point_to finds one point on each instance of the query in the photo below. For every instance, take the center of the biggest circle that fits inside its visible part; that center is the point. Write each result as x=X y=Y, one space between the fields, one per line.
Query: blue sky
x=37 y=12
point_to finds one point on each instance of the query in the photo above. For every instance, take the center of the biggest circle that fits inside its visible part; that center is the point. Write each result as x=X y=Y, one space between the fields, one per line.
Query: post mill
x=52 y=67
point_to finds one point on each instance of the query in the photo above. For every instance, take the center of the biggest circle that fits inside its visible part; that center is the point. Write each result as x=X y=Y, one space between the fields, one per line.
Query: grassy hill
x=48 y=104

################

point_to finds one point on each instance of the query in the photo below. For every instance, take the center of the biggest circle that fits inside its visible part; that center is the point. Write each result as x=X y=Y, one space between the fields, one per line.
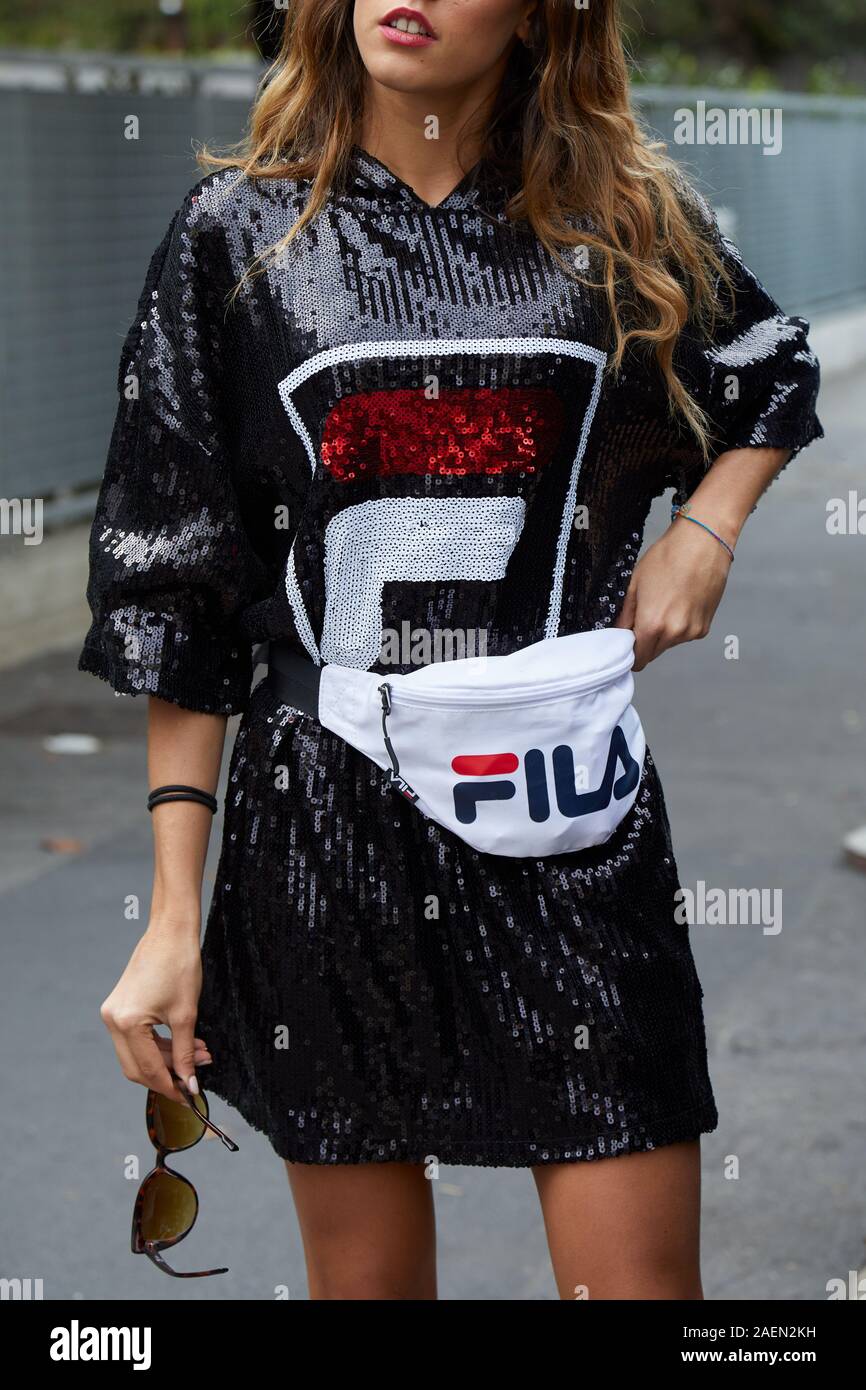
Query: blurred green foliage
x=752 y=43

################

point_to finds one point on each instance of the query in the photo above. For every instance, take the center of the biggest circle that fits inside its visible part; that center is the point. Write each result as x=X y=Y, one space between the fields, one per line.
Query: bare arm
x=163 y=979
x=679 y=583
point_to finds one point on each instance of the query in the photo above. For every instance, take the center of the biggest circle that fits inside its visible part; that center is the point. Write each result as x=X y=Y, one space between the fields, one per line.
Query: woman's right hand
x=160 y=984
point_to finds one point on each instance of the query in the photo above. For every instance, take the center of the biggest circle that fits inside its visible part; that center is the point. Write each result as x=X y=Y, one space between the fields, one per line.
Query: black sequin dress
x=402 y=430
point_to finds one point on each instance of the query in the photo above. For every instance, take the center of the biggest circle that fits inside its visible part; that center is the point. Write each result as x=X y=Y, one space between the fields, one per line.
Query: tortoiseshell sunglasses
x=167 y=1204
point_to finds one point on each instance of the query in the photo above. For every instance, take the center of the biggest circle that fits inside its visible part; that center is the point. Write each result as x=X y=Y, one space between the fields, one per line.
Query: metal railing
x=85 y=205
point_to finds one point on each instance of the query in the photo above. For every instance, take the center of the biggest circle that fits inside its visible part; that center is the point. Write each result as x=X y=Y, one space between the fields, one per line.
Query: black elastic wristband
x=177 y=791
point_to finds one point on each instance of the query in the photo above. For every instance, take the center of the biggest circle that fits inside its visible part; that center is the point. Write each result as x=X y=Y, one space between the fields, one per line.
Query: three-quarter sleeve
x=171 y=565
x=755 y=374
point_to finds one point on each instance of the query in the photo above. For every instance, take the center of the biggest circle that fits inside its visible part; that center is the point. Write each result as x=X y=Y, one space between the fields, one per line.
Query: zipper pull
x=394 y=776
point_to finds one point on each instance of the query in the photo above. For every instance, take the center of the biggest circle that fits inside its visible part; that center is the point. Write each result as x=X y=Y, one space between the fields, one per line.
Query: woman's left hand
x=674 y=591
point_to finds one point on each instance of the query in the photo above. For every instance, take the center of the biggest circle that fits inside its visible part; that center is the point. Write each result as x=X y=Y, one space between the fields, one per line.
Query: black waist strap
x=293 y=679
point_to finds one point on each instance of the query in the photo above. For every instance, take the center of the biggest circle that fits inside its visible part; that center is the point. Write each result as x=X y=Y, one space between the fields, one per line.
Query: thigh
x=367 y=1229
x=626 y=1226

################

## DO THIS
Pick out every line of the records above that contains the string "hand", treating uppercase and lowercase as distinct, and copy each such line.

## THE OUTPUT
Query: woman's right hand
Query: woman's left hand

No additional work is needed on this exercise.